■ **What the exercise asks**
Each record below is to be restated word for word.

■ **Data records**
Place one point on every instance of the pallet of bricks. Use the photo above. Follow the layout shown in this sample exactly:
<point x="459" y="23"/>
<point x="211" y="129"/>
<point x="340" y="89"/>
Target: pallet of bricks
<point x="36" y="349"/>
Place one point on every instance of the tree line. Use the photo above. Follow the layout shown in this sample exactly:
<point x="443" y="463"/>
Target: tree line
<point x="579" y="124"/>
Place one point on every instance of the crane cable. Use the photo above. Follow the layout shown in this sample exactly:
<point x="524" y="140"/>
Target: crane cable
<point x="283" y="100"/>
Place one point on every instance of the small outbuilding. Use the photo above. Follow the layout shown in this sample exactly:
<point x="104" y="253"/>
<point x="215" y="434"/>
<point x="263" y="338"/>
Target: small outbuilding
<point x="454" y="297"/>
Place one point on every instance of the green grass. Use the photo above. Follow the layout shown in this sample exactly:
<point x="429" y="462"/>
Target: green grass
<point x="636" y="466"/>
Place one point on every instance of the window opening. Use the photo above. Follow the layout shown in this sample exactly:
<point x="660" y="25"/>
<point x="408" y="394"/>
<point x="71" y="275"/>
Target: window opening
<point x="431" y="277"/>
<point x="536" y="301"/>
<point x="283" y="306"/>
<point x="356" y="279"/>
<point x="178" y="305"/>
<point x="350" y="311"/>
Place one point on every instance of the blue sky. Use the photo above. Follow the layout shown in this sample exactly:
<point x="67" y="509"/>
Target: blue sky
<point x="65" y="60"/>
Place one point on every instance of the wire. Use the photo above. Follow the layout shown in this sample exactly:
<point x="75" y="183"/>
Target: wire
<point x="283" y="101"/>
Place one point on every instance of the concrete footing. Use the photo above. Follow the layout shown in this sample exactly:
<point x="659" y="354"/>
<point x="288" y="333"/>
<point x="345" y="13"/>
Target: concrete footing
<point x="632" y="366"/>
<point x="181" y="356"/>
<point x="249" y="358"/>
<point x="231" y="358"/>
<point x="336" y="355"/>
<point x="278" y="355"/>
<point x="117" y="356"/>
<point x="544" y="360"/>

■ **Finished exercise**
Place one point on every instance of the pallet of bricks. Use the photo above. Follow the layout shown in this sample exactly:
<point x="459" y="23"/>
<point x="211" y="129"/>
<point x="340" y="89"/>
Target: pallet of bricks
<point x="36" y="349"/>
Place one point on every instance of the tree line. Use the photo above. Follow the layout shown in this sample exactly:
<point x="443" y="463"/>
Target: tree line
<point x="579" y="124"/>
Place one point on every instance of the crane cable. Use the photo above. Follow the layout shown in this sample exactly:
<point x="524" y="140"/>
Target: crane cable
<point x="283" y="100"/>
Place one point on every instance of the small outbuilding. Use the photo above. Follow the layout shown in this sample exactly:
<point x="104" y="253"/>
<point x="215" y="434"/>
<point x="263" y="338"/>
Target: small outbuilding
<point x="454" y="297"/>
Place one point on every instance of the green grass. Use the photo above. Follow the layout shown in this sample exactly:
<point x="429" y="462"/>
Target: green grass
<point x="636" y="466"/>
Place one point on every instance of the window opening. Use the photo above. Follow the layout shown in this sample exactly:
<point x="660" y="25"/>
<point x="408" y="394"/>
<point x="71" y="275"/>
Target: window opening
<point x="431" y="277"/>
<point x="536" y="301"/>
<point x="283" y="306"/>
<point x="356" y="279"/>
<point x="178" y="305"/>
<point x="350" y="311"/>
Place one point on every instance of the blue sky. Use the photo above. Follow the layout shown in this sample exactly:
<point x="67" y="509"/>
Target: blue sky
<point x="65" y="60"/>
Place one point on every instance of the wire. Use the photo above. Follow the layout shown in this sample exactly:
<point x="75" y="183"/>
Target: wire
<point x="283" y="101"/>
Place one point on every instance of the concrete footing. Use the photo above. Follow the layout shown in this sample exactly:
<point x="659" y="354"/>
<point x="288" y="333"/>
<point x="345" y="13"/>
Target: concrete footing
<point x="632" y="366"/>
<point x="181" y="356"/>
<point x="249" y="358"/>
<point x="231" y="358"/>
<point x="336" y="355"/>
<point x="278" y="355"/>
<point x="117" y="356"/>
<point x="544" y="360"/>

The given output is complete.